[start]
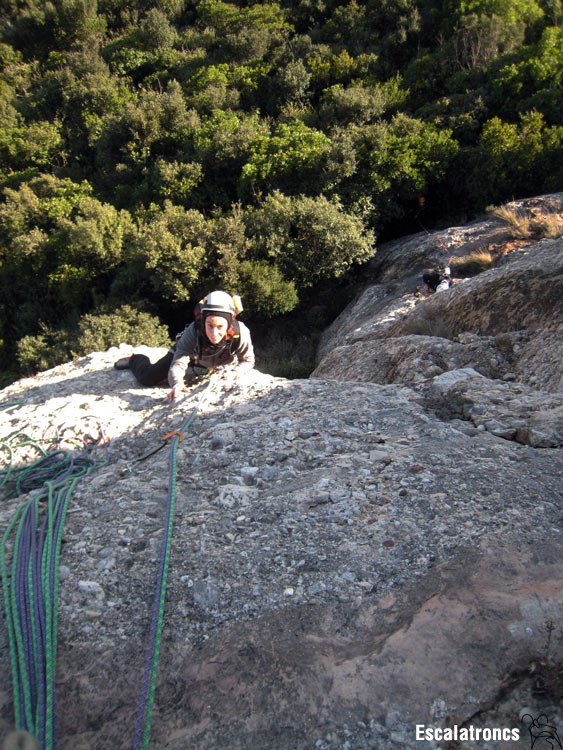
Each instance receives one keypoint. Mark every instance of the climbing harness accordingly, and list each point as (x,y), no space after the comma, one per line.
(148,685)
(29,567)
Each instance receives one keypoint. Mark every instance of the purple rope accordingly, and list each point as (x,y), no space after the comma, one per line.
(139,727)
(22,592)
(41,630)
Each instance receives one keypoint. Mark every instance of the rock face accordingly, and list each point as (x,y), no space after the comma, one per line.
(350,559)
(505,322)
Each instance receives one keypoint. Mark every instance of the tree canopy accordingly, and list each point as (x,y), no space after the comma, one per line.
(150,149)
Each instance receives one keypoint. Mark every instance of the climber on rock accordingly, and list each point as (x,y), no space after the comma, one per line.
(213,341)
(436,280)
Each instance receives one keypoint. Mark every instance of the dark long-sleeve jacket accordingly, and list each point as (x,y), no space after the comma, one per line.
(187,350)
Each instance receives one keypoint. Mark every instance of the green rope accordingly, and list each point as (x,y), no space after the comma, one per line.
(144,717)
(30,580)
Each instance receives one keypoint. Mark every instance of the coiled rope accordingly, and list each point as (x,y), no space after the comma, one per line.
(146,703)
(29,567)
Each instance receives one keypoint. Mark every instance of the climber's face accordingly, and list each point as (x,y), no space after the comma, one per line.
(216,328)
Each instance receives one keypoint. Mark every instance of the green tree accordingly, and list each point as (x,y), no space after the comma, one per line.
(308,239)
(99,330)
(171,246)
(290,157)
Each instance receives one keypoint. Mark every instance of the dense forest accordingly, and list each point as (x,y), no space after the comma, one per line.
(151,150)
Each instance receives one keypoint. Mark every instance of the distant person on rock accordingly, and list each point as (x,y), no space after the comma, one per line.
(436,280)
(215,339)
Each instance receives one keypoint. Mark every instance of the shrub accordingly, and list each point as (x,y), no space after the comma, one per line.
(264,289)
(472,263)
(35,353)
(523,225)
(309,239)
(99,330)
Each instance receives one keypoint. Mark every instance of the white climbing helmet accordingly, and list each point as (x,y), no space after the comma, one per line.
(221,303)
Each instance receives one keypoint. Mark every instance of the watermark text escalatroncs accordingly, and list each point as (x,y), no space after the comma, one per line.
(466,734)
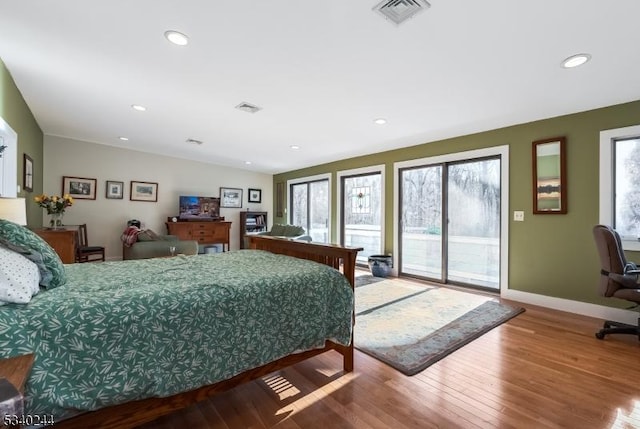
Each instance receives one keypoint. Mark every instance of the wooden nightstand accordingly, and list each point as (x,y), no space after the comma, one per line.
(63,242)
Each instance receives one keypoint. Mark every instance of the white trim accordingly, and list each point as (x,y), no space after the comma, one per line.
(503,152)
(9,161)
(358,171)
(316,178)
(576,307)
(607,137)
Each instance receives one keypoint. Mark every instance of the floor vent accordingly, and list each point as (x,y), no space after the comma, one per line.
(399,11)
(248,107)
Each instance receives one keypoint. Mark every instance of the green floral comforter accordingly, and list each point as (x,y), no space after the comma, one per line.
(121,331)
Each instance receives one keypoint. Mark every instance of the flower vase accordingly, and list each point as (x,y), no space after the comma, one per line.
(55,222)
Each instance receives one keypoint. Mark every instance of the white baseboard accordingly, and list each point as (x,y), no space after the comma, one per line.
(583,308)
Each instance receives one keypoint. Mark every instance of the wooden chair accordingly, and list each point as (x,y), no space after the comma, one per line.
(84,252)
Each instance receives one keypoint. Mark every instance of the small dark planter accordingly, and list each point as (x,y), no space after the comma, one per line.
(380,265)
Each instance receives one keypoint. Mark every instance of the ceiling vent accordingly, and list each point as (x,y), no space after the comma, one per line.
(399,11)
(248,107)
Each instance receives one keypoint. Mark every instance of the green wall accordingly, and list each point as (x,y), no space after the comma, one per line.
(549,254)
(14,110)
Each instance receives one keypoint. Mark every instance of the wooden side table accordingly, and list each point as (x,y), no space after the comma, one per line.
(63,242)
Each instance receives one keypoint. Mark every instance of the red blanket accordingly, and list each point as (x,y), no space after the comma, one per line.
(130,235)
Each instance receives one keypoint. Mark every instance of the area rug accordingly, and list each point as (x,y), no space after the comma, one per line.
(411,326)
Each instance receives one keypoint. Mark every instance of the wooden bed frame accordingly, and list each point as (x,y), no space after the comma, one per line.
(131,414)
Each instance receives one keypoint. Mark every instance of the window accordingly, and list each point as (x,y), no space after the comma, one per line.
(619,180)
(309,199)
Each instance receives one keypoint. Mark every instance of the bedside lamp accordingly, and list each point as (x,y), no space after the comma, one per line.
(14,210)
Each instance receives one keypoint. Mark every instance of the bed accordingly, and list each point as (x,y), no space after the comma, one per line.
(122,343)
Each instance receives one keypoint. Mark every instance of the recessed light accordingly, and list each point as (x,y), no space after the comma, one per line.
(176,37)
(575,60)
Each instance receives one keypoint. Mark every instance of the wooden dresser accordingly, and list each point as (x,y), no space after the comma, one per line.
(214,232)
(63,242)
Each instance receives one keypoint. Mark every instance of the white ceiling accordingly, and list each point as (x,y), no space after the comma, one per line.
(322,72)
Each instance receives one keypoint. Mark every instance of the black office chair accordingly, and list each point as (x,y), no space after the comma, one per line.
(618,278)
(84,252)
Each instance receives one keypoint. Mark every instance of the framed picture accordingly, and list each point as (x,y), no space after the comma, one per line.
(143,191)
(280,199)
(549,176)
(80,188)
(255,196)
(231,197)
(114,190)
(27,169)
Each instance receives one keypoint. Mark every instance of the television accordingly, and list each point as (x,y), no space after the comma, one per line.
(199,208)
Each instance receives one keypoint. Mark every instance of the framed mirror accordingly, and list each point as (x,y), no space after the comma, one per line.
(549,176)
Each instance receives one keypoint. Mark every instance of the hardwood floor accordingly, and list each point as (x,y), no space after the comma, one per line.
(542,369)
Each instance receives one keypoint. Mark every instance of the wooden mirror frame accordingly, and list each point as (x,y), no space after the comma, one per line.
(549,184)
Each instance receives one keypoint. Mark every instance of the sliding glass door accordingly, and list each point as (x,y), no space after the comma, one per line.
(361,210)
(463,245)
(310,208)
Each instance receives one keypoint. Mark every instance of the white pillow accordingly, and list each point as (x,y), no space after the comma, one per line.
(19,278)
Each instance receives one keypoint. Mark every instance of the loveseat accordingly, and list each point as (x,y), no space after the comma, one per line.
(155,246)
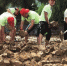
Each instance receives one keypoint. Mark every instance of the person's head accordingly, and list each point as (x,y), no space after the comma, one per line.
(10,21)
(24,12)
(16,11)
(51,2)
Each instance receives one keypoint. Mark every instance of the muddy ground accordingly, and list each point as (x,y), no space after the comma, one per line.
(33,55)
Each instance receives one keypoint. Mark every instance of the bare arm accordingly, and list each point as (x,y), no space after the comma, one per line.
(46,17)
(32,24)
(21,25)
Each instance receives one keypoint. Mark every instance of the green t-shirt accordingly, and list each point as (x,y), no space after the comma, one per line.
(3,18)
(12,10)
(47,8)
(32,16)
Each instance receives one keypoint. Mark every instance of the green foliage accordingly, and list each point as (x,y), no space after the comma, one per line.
(39,10)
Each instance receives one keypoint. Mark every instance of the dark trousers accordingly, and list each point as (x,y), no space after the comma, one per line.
(65,28)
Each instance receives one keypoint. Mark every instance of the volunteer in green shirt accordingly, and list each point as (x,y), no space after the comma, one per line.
(8,20)
(44,22)
(32,17)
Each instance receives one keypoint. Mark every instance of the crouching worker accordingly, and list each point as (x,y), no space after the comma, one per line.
(32,17)
(9,21)
(44,22)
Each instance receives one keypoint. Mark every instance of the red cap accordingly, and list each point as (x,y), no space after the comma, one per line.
(10,21)
(24,11)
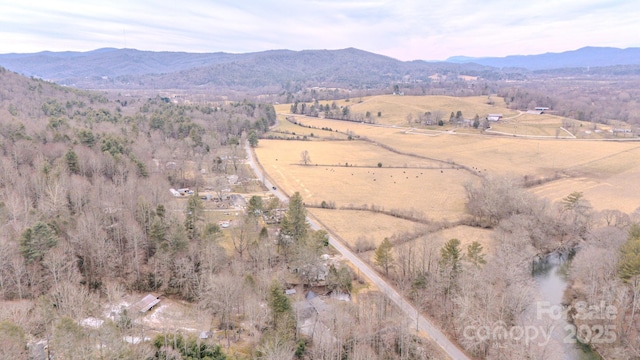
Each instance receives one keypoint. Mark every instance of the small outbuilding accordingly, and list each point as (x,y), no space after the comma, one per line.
(146,303)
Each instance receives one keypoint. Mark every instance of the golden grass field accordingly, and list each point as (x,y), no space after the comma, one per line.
(606,171)
(351,225)
(395,109)
(436,192)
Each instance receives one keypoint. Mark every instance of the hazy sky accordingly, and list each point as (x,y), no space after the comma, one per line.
(403,29)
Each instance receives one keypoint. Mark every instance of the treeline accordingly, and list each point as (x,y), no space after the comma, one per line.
(462,288)
(87,216)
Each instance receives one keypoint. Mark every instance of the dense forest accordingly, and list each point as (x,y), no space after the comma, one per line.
(87,219)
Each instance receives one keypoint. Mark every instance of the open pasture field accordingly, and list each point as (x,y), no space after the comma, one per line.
(354,224)
(532,125)
(422,185)
(394,109)
(433,242)
(502,155)
(606,171)
(287,129)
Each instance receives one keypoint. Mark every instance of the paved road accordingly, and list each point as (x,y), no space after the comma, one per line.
(424,325)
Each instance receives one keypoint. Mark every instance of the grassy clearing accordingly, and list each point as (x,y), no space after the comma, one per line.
[end]
> [AIM]: Every line from the one containing "of the open" through the last line of the entries must be written out verbatim, and no other line.

> [TASK SOLUTION]:
Each instance receives one keypoint. Mark every instance of the open pasture field accordingly, and list each point as (x,y), no space after the comma, one per line.
(354,224)
(532,125)
(422,185)
(394,109)
(433,242)
(502,155)
(606,171)
(287,129)
Each instance receives one keypoint. Mark every instance of the paved road accordingly, and list each point as (x,y), no space after the comma, one per line.
(424,325)
Each instance receives one keypoint. Mark every instance of the grassy clearing accordingly, and list each point as (x,y), no space after the comma, one per line.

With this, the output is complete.